■ DATA FOR THIS EXERCISE:
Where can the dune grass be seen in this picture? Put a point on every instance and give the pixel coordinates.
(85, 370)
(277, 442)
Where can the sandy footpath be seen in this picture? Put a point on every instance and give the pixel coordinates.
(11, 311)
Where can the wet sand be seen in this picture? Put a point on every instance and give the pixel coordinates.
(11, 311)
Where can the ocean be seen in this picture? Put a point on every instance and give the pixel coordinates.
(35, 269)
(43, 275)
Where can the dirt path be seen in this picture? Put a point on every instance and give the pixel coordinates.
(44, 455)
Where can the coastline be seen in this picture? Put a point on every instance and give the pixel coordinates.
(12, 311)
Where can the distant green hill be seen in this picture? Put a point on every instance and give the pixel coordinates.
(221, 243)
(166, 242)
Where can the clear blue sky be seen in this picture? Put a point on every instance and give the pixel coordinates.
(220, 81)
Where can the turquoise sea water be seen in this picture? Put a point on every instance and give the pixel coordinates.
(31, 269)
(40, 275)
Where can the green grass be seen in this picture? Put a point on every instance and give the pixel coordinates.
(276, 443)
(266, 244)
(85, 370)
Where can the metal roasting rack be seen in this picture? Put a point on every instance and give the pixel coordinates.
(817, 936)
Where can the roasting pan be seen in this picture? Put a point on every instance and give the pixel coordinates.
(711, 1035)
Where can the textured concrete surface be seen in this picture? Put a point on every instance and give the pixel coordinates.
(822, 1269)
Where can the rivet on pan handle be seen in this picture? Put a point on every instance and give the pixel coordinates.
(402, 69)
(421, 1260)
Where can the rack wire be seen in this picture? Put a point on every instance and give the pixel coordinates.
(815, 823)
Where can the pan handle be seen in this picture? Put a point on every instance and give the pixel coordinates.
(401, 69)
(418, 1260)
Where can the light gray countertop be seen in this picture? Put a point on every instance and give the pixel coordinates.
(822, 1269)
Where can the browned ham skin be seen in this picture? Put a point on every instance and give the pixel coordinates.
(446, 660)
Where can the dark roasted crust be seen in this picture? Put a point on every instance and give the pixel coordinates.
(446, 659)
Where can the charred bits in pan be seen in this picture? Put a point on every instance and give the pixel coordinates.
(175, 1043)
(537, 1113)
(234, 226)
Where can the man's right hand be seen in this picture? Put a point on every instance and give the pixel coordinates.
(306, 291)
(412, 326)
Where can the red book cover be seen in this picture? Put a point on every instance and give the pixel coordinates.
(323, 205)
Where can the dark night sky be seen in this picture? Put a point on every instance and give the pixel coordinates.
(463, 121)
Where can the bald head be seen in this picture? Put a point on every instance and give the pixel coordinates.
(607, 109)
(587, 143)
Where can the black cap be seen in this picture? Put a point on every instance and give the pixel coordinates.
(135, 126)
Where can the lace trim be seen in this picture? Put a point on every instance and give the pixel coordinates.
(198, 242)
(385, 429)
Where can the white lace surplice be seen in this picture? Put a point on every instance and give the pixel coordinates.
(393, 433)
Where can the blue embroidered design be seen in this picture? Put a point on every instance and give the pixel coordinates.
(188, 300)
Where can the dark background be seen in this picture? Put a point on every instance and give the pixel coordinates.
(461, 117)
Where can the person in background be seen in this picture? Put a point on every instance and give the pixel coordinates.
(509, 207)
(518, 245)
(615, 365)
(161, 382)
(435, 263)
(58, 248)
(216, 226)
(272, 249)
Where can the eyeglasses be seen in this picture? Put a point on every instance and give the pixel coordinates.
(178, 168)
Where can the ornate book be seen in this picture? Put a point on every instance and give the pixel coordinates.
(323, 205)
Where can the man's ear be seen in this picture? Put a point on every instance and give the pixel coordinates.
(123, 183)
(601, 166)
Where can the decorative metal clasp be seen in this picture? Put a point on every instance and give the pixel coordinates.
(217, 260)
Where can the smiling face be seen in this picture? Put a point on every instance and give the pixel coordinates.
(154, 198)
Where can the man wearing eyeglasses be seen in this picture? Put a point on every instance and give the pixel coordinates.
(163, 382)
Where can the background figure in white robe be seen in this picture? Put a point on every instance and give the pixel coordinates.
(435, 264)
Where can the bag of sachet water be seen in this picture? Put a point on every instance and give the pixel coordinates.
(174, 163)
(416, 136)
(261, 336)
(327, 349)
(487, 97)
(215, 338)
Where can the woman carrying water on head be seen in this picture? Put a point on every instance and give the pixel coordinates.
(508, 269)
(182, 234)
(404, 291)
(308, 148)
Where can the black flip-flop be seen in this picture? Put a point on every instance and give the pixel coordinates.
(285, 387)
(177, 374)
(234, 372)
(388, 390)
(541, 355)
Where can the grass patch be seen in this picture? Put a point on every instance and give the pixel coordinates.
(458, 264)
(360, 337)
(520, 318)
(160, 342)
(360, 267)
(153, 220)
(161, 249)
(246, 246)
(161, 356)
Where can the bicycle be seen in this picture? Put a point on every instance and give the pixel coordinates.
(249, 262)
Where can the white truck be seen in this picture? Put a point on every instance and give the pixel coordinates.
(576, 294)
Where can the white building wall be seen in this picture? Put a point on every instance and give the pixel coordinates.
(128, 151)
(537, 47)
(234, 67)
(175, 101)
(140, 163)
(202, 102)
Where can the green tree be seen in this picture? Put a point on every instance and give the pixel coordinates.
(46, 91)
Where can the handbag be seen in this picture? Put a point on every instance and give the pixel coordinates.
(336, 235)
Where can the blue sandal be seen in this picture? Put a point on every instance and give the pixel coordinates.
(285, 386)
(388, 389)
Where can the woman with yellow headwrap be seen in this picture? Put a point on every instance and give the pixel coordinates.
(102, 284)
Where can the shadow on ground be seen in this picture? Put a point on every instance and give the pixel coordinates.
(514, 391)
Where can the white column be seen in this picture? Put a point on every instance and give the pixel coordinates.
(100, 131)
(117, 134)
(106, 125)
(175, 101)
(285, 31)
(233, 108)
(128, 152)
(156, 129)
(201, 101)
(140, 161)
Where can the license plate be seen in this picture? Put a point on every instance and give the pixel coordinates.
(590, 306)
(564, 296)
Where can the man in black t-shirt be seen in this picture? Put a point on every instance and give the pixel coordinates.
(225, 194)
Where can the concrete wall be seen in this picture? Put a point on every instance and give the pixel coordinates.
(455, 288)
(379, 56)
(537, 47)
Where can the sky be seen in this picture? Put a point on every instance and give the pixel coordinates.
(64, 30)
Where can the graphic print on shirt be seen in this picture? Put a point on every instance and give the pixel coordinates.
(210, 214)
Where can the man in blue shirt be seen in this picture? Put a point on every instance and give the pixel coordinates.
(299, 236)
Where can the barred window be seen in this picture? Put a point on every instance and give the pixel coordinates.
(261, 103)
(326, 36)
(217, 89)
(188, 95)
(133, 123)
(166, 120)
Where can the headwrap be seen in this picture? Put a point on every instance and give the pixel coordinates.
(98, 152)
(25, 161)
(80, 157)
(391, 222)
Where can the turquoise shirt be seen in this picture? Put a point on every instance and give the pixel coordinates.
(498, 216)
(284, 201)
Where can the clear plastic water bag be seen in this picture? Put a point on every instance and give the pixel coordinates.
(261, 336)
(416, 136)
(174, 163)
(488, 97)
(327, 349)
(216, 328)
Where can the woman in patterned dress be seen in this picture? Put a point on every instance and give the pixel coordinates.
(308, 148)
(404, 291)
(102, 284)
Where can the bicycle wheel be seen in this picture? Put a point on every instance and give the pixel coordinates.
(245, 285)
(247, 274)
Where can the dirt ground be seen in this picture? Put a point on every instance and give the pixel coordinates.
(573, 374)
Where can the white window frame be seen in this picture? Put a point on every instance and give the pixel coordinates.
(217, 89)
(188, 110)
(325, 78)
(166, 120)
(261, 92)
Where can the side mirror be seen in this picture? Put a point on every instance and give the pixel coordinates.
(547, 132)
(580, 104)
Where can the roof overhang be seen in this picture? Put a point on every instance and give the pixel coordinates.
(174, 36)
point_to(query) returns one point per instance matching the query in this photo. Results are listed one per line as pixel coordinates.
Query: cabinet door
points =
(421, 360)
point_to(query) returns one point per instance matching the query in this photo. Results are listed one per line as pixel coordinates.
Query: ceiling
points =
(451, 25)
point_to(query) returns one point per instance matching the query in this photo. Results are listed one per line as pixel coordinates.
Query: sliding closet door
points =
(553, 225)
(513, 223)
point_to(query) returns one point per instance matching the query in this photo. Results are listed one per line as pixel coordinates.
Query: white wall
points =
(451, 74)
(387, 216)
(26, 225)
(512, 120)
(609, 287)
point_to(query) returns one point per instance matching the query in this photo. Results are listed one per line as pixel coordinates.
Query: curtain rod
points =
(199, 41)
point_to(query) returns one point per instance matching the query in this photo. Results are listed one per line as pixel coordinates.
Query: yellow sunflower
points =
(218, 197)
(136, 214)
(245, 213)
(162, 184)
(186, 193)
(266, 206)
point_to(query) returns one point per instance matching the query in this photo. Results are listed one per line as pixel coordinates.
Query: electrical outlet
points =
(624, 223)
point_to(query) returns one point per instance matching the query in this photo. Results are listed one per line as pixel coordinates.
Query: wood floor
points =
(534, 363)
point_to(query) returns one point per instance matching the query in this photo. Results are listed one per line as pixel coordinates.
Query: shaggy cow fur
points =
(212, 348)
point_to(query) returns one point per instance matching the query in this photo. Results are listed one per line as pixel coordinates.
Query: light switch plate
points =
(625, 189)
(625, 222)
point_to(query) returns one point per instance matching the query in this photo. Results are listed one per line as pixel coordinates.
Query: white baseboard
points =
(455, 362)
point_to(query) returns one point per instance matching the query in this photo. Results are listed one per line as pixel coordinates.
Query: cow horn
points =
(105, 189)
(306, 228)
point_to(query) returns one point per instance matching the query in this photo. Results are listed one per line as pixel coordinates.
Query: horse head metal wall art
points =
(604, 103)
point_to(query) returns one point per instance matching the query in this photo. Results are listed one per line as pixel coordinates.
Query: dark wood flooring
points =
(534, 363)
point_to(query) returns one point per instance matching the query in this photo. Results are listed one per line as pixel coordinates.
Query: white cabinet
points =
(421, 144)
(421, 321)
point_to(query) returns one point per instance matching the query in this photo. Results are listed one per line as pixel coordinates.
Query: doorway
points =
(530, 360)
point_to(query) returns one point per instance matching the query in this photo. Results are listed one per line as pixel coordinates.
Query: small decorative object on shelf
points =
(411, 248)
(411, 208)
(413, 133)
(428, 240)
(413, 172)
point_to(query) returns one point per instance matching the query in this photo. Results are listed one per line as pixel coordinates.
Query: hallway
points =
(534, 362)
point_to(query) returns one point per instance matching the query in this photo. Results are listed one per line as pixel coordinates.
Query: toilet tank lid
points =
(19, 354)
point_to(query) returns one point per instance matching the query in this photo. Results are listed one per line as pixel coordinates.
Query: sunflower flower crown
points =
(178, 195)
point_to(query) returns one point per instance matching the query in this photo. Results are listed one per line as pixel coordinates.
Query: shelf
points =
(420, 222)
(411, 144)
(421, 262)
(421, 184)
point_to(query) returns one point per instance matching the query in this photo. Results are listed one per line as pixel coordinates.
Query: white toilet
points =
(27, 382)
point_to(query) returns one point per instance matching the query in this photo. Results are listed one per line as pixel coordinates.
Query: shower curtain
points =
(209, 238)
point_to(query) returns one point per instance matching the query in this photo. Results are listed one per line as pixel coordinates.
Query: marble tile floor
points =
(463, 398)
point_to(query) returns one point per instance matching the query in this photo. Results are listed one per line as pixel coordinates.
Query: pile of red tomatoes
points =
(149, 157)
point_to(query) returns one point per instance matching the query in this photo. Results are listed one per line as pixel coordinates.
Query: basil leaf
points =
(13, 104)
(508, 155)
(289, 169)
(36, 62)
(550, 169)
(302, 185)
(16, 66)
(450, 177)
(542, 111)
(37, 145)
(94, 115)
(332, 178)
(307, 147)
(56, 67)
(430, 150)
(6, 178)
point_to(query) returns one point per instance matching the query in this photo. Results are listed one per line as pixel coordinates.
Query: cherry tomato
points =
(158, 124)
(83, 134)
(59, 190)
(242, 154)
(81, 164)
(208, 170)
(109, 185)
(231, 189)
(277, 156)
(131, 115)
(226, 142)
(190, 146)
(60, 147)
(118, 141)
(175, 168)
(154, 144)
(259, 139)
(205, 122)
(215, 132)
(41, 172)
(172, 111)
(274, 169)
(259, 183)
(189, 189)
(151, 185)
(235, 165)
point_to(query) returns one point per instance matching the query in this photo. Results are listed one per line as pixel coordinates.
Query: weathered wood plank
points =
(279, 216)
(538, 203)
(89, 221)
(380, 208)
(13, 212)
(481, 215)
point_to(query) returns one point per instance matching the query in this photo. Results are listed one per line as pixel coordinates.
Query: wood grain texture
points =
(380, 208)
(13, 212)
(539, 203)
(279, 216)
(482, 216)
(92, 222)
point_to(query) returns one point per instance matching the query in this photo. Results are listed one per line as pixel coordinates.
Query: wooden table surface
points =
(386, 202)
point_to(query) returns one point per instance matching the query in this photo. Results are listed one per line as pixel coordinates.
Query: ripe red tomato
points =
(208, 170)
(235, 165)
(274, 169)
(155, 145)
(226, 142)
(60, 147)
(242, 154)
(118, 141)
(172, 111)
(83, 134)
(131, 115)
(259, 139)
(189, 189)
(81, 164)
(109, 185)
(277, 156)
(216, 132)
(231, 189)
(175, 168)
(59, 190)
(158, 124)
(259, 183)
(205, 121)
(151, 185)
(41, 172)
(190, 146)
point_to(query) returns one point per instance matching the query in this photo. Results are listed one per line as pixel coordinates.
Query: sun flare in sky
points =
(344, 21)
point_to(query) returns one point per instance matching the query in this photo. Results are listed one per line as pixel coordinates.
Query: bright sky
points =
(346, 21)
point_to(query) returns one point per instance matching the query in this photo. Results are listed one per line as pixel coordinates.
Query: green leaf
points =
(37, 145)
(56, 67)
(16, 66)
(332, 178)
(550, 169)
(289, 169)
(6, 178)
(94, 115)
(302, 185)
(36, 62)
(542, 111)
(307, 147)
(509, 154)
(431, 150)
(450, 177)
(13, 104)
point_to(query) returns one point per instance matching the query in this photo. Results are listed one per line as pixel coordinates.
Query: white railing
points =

■ YOUR INSTRUCTIONS: Within the data above, pick out all lines holding the word "curtain".

■ THE COMPLETED TASK:
Query: curtain rod
Query: shower curtain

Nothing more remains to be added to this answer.